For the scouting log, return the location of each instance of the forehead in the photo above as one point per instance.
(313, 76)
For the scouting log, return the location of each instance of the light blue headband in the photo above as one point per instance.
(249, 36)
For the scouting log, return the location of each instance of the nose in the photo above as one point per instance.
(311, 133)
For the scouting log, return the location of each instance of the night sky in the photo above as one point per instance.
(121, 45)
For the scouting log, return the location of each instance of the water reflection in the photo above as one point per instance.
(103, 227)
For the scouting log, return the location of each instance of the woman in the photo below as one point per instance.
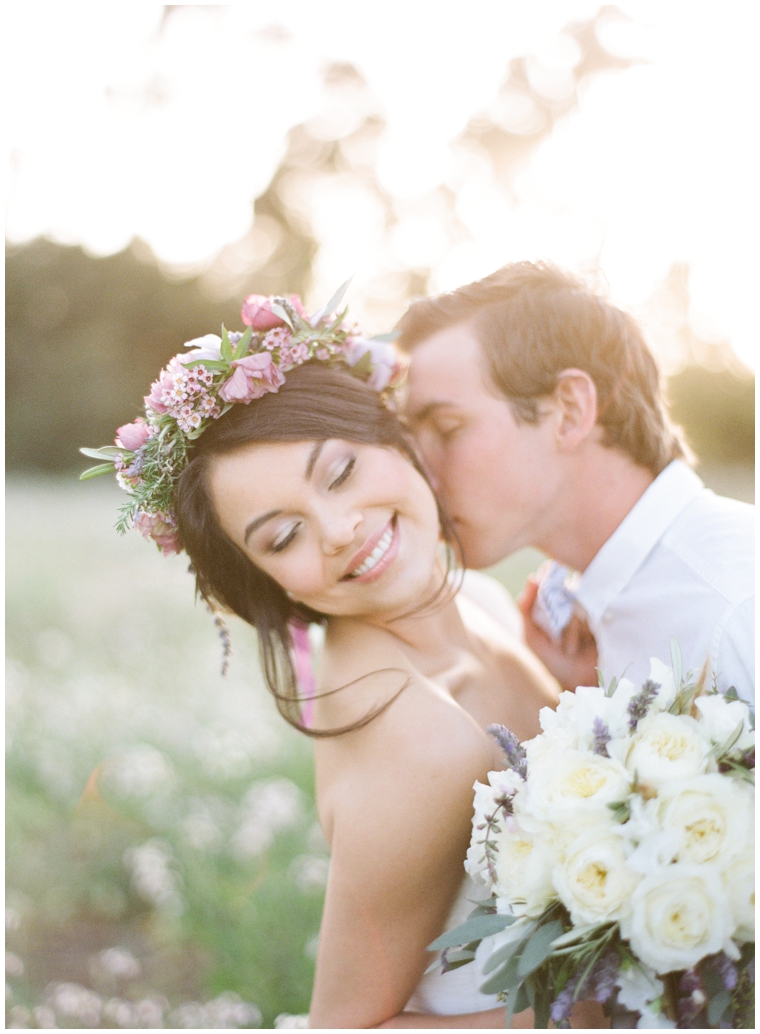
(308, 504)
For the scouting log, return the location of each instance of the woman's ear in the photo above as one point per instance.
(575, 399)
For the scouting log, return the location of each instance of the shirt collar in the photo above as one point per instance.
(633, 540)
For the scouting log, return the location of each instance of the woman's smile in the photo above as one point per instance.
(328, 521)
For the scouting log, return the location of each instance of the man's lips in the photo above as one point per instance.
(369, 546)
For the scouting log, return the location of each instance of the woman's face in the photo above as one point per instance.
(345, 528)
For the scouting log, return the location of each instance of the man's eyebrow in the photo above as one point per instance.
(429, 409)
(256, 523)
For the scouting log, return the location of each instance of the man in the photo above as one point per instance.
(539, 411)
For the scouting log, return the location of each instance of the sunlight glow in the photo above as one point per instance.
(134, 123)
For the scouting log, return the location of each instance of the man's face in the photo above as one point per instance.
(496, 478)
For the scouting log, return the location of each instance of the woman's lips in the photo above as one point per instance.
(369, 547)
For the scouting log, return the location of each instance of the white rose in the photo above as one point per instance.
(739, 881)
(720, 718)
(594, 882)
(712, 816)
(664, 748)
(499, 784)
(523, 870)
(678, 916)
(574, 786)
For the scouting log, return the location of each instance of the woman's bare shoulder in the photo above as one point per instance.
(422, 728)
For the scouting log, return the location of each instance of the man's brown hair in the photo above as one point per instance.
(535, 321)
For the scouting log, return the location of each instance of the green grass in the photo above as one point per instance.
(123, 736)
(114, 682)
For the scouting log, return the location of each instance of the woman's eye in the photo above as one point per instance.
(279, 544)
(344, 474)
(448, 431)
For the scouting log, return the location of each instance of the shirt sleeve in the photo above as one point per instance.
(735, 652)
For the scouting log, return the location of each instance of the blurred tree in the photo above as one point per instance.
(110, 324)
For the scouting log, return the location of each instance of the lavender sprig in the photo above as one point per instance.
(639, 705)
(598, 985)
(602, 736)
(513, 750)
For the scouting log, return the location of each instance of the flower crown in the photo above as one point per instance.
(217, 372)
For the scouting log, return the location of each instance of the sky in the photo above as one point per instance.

################

_WHAT THE EXERCISE ASKS:_ Output every line of the material above as a JSON list of strings, one string per line, skipping blank lines and leaving out the pictures.

_EXERCISE RESULT:_
[
  "For the scouting log, return the location of each instance of the forehead in the photo above as one point per instance.",
  "(313, 76)",
  "For the scouting log, return the location of each instance of the light blue headband in the photo above as one point per instance.",
  "(249, 36)",
  "For the scouting log, return the location of each instance of the nose in the photo above as one point per instance.",
  "(311, 133)",
  "For the scouting log, return the location of each instance of the night sky in the photo above as one point per instance.",
  "(121, 45)",
  "For the scouting log, return the location of each instance of the water reflection in the photo above as one point per instance.",
  "(103, 227)",
  "For the scouting log, return the location of each instance of the woman in the photo below as one point per instance.",
  "(308, 504)",
  "For the scouting log, return the location of each instance of the woman's ear in the photo above as one point per instance.",
  "(575, 399)",
  "For the scouting log, return the location of each instance of the shirt collar in the photo above as one point per instance.",
  "(633, 540)",
  "For the scouting log, return the location of each instance of the woman's smile in the photo above as one point per instance.",
  "(328, 521)",
  "For the scouting log, return the location of each instance of the man's lips in the photo above as one point per instance.",
  "(369, 546)",
  "For the scouting log, return the location of each instance of the woman's face in the photo above as one point per instance.",
  "(345, 528)",
  "For the scouting log, return the location of each instance of the man's eyebrow in the photo above as one point per instance.",
  "(429, 409)",
  "(256, 523)",
  "For the scouting log, return the location of each instance of the man in the photo above as one point per instance.",
  "(539, 411)",
  "For the scouting log, return the location of each instance of the sunlight glow in the photo above as one point per instance.",
  "(134, 123)",
  "For the scouting log, return the location of each instance of the man's face in the photo above as one point per instance.",
  "(496, 478)",
  "For the scouting log, return the location of each instance of the woman's lips in the photo above as one point per instance.",
  "(369, 547)",
  "For the scouting log, return the location of each instance of the white rose in the photo above as one point per instance.",
  "(739, 881)",
  "(720, 718)",
  "(594, 882)",
  "(712, 816)",
  "(664, 748)",
  "(499, 784)",
  "(523, 870)",
  "(678, 916)",
  "(574, 786)",
  "For the scouting log, return the location of each instance of the woman's bare shoulder in the photo above as one point per instance.",
  "(422, 728)",
  "For the scouting log, return the location of each instance of the man's brown hair in the photo above as one point per instance.",
  "(535, 321)",
  "For the scouting log, return the location of each instance of the green grass in the photo above as one point per instance.",
  "(123, 736)",
  "(114, 682)",
  "For the scouting log, return the location of each instance of the woman's eye in the photo above as one point per instance.",
  "(279, 544)",
  "(344, 474)",
  "(448, 431)",
  "For the scouting log, return the location of each instance of the shirt sleeve in the photo above as one point per instance.",
  "(735, 652)",
  "For the scouting log, return the location of each instance of the blurred tree in the photo above as one point per instance.",
  "(110, 324)",
  "For the scouting log, return the location of each instance of the lavender sprig in the photo above as one point per instance.",
  "(639, 705)",
  "(598, 985)",
  "(602, 736)",
  "(513, 750)",
  "For the scouting log, return the location of each instance of the flower crown in the photo above as one point per instance.",
  "(217, 372)",
  "For the scouting log, return the location of each instance of the sky in the photo above as one point per instance."
]